== WHAT YOU SHOULD DO ==
Write out every entry, unchanged. Skip any picture.

== MATERIAL ==
● ● ● ●

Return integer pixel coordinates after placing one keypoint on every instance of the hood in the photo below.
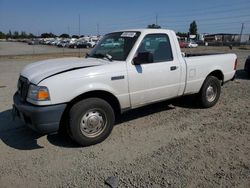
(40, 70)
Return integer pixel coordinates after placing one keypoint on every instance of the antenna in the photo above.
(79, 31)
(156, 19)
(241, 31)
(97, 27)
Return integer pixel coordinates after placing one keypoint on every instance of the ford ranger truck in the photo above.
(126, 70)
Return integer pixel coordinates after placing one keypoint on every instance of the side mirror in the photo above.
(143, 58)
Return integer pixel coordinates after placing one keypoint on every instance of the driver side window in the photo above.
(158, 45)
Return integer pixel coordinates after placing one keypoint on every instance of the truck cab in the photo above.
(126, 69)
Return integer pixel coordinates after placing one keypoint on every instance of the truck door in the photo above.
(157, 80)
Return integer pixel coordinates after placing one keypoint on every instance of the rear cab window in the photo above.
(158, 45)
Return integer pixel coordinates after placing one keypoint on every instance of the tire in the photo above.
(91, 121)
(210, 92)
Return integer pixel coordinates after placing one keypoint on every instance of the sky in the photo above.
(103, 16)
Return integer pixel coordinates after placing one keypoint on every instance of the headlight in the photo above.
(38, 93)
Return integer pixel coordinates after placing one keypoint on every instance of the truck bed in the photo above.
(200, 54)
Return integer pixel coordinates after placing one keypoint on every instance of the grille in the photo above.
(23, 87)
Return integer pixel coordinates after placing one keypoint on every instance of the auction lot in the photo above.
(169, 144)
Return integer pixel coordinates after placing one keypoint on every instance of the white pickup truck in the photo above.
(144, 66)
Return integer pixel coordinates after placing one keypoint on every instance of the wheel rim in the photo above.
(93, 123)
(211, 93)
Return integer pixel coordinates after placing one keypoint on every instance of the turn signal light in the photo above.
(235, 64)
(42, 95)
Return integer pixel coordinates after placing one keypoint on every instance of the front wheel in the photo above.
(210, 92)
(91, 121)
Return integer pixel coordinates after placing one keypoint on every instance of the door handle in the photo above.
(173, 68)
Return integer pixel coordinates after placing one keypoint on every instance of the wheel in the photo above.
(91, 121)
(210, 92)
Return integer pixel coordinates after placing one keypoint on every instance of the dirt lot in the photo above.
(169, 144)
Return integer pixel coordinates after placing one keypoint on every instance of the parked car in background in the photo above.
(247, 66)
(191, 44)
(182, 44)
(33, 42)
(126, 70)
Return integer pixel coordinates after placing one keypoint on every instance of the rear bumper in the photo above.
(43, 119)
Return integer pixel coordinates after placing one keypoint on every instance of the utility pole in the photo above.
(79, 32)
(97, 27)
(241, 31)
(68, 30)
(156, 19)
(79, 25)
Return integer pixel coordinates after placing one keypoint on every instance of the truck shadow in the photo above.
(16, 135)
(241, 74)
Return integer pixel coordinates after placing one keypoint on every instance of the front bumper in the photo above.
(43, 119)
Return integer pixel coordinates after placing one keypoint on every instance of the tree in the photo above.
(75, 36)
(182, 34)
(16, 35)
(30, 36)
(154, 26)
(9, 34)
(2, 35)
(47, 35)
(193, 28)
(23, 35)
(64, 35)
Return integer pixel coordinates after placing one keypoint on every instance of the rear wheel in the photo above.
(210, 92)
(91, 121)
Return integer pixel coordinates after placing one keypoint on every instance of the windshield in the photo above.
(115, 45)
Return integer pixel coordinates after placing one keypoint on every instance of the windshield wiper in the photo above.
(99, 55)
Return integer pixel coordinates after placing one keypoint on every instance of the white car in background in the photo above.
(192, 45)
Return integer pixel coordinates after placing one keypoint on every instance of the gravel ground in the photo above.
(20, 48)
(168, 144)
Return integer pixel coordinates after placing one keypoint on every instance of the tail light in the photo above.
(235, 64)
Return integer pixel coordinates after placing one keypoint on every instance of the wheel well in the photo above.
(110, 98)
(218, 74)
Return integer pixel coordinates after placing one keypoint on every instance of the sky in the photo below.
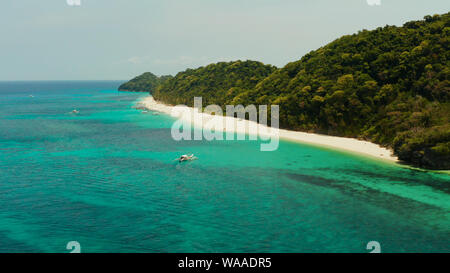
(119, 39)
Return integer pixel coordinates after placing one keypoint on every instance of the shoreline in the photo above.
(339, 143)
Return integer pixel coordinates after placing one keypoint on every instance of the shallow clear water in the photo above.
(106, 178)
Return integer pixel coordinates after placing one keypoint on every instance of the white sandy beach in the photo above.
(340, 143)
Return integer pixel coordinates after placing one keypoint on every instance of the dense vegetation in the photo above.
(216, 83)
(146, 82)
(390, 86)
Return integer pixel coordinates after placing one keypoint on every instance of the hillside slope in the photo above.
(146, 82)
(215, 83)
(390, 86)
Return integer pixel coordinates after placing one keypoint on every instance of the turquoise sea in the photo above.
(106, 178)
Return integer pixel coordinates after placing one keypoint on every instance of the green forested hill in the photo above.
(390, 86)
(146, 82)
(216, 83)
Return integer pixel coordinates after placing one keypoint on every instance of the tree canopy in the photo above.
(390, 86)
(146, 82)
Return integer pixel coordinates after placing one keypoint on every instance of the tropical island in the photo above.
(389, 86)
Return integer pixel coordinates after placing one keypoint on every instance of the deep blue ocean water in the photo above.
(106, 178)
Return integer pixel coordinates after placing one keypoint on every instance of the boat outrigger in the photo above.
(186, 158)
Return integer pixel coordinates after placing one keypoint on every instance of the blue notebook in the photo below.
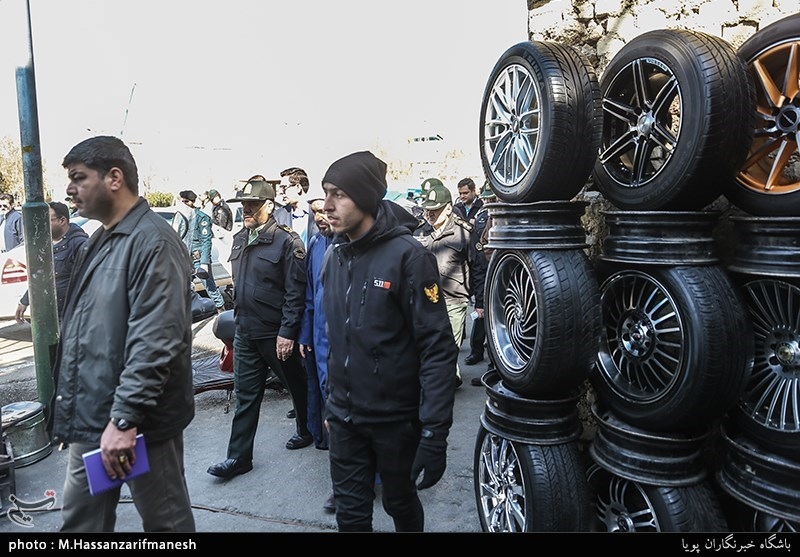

● ● ● ●

== OUTPUT OF THE EXERCISE ==
Return integer pixel coordinates after placing one keypoint on every instance of the hood in the photo below.
(40, 70)
Return integer pixel coordinates after placing one keypoint on every instance of the antenna in the photo above.
(79, 31)
(156, 19)
(241, 31)
(97, 27)
Return integer pixel coordinates after placing one keypoint on every instance of the ford ranger truck in the photo above.
(126, 70)
Return integer pixel coordinates after placing one keypoint on every instance of the side mirror in the photo above.
(143, 58)
Return integer pixel coordinates after placing one keypoint on every instance of the driver side window in the photo above.
(158, 45)
Return integer pixel coordinates after placing one keypoint on every instance of the truck cab in the photo above.
(126, 69)
Return integer pixel coordinates after placing one keypoint on every instance of the truck door in the photo above.
(157, 80)
Return integer pixel coordinates after placing one keypoint on every instance of the rear cab window in the photo above.
(158, 45)
Return integer pixel coordinates after placing one keypoint on every instance of the tire in the photo above.
(91, 121)
(210, 92)
Return integer pixel coordinates after placing one keypoint on every instance of the sky in the photo above.
(103, 16)
Return integer pixel coordinates after placing one keypoint on every instance of the headlight in the photo above.
(38, 93)
Return integer pixel coordinates after placing one keypoint on every instance of the truck bed in the photo above.
(200, 54)
Return integer pixel coordinates after placing one keypoint on every instance of the grille in the photo above.
(23, 87)
Return integer pixel coordinates after placing one keypoint on every instance of the auction lot in the photo above.
(169, 144)
Return integer pixel coordinates after placing one keypoint on every instance of the white pickup truck in the photo above.
(144, 66)
Return integer pixel coordinates after placing one keypoint on every instance of the wheel rim in the photo above.
(93, 123)
(211, 93)
Return integer pixel coordinates after placing one keypoint on every instance of the turn signal light in the photo above.
(235, 64)
(42, 95)
Return integer pixel coordinates after placing one keypoint on every instance of the front wheel in the photo above.
(210, 92)
(91, 121)
Return integer pixel coordinates after placing one keypoint on every instance of the door handle in the photo above.
(173, 68)
Return integer pixel coordinates after placing one keypoint on every instance of the wheel in the photo above.
(91, 121)
(210, 92)
Return integer pixel coordinates after placing one keypoint on every instance of the dirt lot in the photo above.
(169, 144)
Return integer pixel coordinates after placing one keypoint on every instance of the parked car in background in the photo above.
(247, 66)
(191, 44)
(182, 44)
(33, 42)
(126, 70)
Return integer pixel coordinates after placing one keypoint on every instance of the rear bumper in the photo above.
(43, 119)
Return integer pixel coordinates after placing one keypoint on every instance of the utility pole in the photo above.
(79, 32)
(97, 27)
(241, 31)
(68, 30)
(156, 19)
(79, 25)
Return integer pixel coordinates after placing one keypoint on every instance of the truck shadow in the photo above.
(16, 135)
(241, 74)
Return integer pixel coordinates after placing one keypoint on every instance of the front bumper in the photo above.
(43, 119)
Return integer pixel coordinates after placing one keypoint on every instance of the tree in the photo above.
(75, 36)
(182, 34)
(16, 35)
(30, 36)
(154, 26)
(9, 34)
(2, 35)
(47, 35)
(193, 28)
(23, 35)
(64, 35)
Return integer pixel coordinates after placing one keypoint on every instance of the rear wheel in the photo above.
(210, 92)
(91, 121)
Return integer pixel coordinates after placing one keypoint on every instance of the windshield in the photo above.
(115, 45)
Return integer pixel coordinates after placing one keypoint on every instance of the windshield wiper in the photo above.
(99, 55)
Return integer pixel coordinates after placing one keypoint on every instance of the white car in background in the photo above.
(192, 45)
Return integer pixel coordinates after placing one keypoint on every instance of the gravel ground in the photo above.
(20, 48)
(168, 144)
Return integer pixel coordinates after placing one keypoint on every instance of the tail light in the photo above.
(235, 64)
Return integer pixel coordinates after placing one keypoint on every instance of the wheel well in the photo above.
(110, 98)
(218, 74)
Return integer pixel coordinates after placing one keypoint on every instance of the sky in the photo below.
(119, 39)
Return integer pixel coordinates after placing one keypoint on every instance of the shoreline in the photo above.
(339, 143)
Return integer pixel coordinates after placing one keypoint on every instance of the shallow clear water in the photo above.
(106, 178)
Return integer pixel coordinates after placing one keypoint on every instance of the white sandy beach in the photo above.
(340, 143)
Return integer pixel coordinates after placing one keypoint on every instance of the dense vegetation in the photo above.
(216, 83)
(146, 82)
(390, 86)
Return integer pixel coordinates after placing one keypoint on every instance of the hillside slope in the photo above.
(146, 82)
(215, 83)
(390, 86)
Return integer pixel coordinates after placing one keypoint on every instance of the turquoise sea in the photo above.
(106, 178)
Return integer pixel coordinates after placing one keypoint on every instance of the green forested hill in the photo above.
(390, 86)
(146, 82)
(216, 83)
Return integer pixel coordinates after placing one keypoint on every instance of the tree canopy in the photo above.
(390, 86)
(146, 82)
Return integer pixel coordinates after placing one keypoint on every instance of the tropical island in the photo above.
(389, 86)
Return integer pixel coordinates after placing one keypoint on every instance of the deep blue ocean water in the photo above.
(106, 178)
Return integer pixel coordinates after placing one keypoint on every instance of the boat outrigger in the photo above.
(186, 158)
Return integer pixel coordinates after placing one keypoint on every instance of the blue notebook in the photo below.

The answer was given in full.